**Exercise objective**
Render every entry verbatim.

—————

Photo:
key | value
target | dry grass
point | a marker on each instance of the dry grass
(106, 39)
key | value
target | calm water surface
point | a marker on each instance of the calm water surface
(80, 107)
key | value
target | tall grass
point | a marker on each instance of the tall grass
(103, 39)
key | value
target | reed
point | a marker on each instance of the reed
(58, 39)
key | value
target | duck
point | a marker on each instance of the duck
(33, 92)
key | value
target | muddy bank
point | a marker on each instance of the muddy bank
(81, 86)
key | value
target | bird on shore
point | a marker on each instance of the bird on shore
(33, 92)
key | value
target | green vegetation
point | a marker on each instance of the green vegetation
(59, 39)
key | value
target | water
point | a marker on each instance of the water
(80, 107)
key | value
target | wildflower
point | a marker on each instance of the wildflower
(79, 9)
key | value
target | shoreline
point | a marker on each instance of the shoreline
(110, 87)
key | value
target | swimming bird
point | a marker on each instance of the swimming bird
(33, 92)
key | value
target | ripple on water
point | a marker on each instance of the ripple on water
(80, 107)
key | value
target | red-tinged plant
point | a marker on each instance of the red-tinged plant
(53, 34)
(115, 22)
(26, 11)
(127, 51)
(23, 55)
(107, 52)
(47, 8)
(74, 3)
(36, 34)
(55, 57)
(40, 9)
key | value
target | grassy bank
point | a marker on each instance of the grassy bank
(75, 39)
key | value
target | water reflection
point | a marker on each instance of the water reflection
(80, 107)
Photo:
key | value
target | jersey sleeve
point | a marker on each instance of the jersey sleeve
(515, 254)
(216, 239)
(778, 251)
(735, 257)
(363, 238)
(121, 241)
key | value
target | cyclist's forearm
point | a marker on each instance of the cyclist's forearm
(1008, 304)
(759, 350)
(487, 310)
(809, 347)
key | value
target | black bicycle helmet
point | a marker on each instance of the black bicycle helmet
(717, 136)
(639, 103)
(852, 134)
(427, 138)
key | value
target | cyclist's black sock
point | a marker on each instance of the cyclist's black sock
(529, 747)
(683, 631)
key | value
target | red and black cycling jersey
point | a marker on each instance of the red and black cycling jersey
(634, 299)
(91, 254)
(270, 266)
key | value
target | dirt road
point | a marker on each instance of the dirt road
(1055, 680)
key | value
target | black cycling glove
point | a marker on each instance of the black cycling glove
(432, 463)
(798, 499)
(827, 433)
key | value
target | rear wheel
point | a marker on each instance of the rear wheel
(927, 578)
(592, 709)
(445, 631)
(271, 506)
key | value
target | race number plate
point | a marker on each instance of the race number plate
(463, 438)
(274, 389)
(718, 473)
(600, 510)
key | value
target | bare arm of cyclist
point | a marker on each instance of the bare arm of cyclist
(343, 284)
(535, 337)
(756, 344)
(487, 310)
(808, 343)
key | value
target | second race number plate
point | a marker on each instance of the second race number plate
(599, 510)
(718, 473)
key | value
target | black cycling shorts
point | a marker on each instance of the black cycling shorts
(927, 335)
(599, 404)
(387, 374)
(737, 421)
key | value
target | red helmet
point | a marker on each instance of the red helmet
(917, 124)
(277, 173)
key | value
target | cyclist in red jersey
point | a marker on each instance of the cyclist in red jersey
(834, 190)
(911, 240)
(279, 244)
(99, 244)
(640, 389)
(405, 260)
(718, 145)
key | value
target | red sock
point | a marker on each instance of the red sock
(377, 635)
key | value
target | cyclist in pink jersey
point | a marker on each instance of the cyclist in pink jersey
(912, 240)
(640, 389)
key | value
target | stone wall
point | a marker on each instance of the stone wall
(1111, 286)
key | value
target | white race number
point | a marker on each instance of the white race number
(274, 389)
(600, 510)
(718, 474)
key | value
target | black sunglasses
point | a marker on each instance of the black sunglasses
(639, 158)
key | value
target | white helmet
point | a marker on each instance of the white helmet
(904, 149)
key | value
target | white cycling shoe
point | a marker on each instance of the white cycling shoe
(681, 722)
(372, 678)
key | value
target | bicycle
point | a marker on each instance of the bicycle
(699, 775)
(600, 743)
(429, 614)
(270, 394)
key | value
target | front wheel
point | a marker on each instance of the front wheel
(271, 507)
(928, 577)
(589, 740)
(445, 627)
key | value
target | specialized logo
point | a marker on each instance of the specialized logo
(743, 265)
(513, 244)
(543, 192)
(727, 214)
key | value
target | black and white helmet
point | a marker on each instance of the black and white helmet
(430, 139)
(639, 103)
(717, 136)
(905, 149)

—————

**Solution below**
Photo:
key | value
target | dry grass
point | a marker on each instance of the dry grass
(106, 39)
key | value
target | calm water surface
point | a marker on each instance of the calm water surface
(80, 107)
key | value
target | tall grass
point | a marker on each instance of the tall grass
(103, 39)
key | value
target | reed
point | a marker on each instance of the reed
(58, 39)
key | value
target | duck
point | a marker on each instance of the duck
(33, 92)
key | value
target | muddy bank
point | a marker on each instance of the muddy bank
(81, 86)
key | value
target | bird on shore
point | a marker on each instance of the bird on shore
(33, 92)
key | value
target | green vegetation
point | a marker on each instance of the green vegetation
(59, 39)
key | value
target | water
point | a marker on each instance of the water
(80, 107)
key | value
target | wildflower
point | a marker on each instance of the wildflower
(79, 9)
key | value
target | shoreline
point | a marker on each instance of the shoreline
(110, 87)
key | value
target | swimming bird
point | a marker on each instance of the swimming bird
(33, 92)
key | value
target | ripple on water
point | a marker on each instance of the ripple on water
(80, 107)
key | value
target | red-tinged plant
point | a marker on each instance of the red-tinged plant
(53, 34)
(115, 22)
(26, 11)
(127, 51)
(23, 55)
(107, 52)
(47, 8)
(74, 3)
(36, 34)
(55, 57)
(40, 9)
key | value
target | grassy bank
point | a marker on each instance of the grassy bank
(75, 39)
key | value
target | water reflection
point | a marker on each instance of the water reflection
(80, 107)
Photo:
key | value
target | jersey sleeve
point | a marker on each instance of the jersey sleeve
(515, 254)
(216, 239)
(778, 251)
(735, 257)
(363, 238)
(121, 241)
key | value
target | cyclist's forearm
point | a marker on each instance of the cyclist's forearm
(1008, 304)
(759, 350)
(487, 310)
(809, 347)
key | value
target | black bicycle helmet
point | a marker on each instance of the black bicycle helmet
(717, 136)
(639, 103)
(852, 134)
(427, 138)
key | value
target | cyclist's black sock
point | a marker on each instance of the cyclist's black sock
(529, 747)
(683, 631)
key | value
target | red and black cycling jersey
point | a marker on each instance of the red and black cycling jersey
(634, 299)
(91, 254)
(270, 266)
key | value
target | dirt road
point | a marker on each instance of the dirt road
(1055, 680)
key | value
target | black cycling glove
point | a marker on each instance of the black cycling glove
(432, 463)
(798, 499)
(827, 433)
key | value
target | rear wheel
point | a marker on each instance of the rear wheel
(927, 578)
(592, 709)
(445, 631)
(271, 506)
key | value
target | race number plate
point | a marker on each instance of the race number plate
(463, 438)
(274, 389)
(718, 473)
(600, 510)
key | value
target | bare arm of cyclist
point | a marker on each instance of the bare arm of cyclist
(343, 284)
(535, 337)
(756, 344)
(487, 310)
(808, 343)
key | value
target | second race number plate
point | a marker on each instance of the second race number plate
(599, 510)
(718, 473)
key | value
target | black cycling shorts
point | a marker on each instance of the black cycling shorts
(927, 335)
(599, 404)
(387, 374)
(737, 421)
key | value
target | red helmet
point | a marker on each instance of the red helmet
(917, 124)
(277, 173)
key | value
target | cyclist in red jersey
point | a marker on each instance of the cyclist in red jersey
(834, 190)
(911, 240)
(279, 244)
(99, 244)
(640, 389)
(405, 260)
(718, 145)
key | value
target | red sock
point | a marker on each instance of the red sock
(377, 635)
key | value
target | cyclist in pink jersey
point | a marker on each instance of the cyclist in pink jersey
(912, 240)
(640, 389)
key | value
target | stone wall
point | a marker on each instance of the stone wall
(1111, 286)
key | value
target | white race number
point | a marker on each instance of the white race number
(274, 389)
(600, 510)
(718, 474)
key | value
target | black sunglasses
point | a marker on each instance of the black sunglasses
(639, 158)
key | value
target | white helmet
point | a marker on each instance of the white helmet
(904, 149)
key | value
target | white cycling shoe
point | a marker on each instance of the white cycling shoe
(681, 722)
(372, 678)
key | value
target | bicycle
point | a marker on each instance of the bicycle
(699, 775)
(600, 743)
(429, 614)
(270, 394)
key | value
target | front wheel
point | a marker on each instance of the front wheel
(271, 507)
(928, 577)
(589, 740)
(445, 627)
key | value
target | specialized logo
point | a marker on each instance of the specialized logo
(743, 265)
(513, 244)
(543, 192)
(727, 214)
key | value
target | black and white helmet
point | a marker on each instance of the black and white helmet
(430, 139)
(639, 103)
(717, 136)
(905, 149)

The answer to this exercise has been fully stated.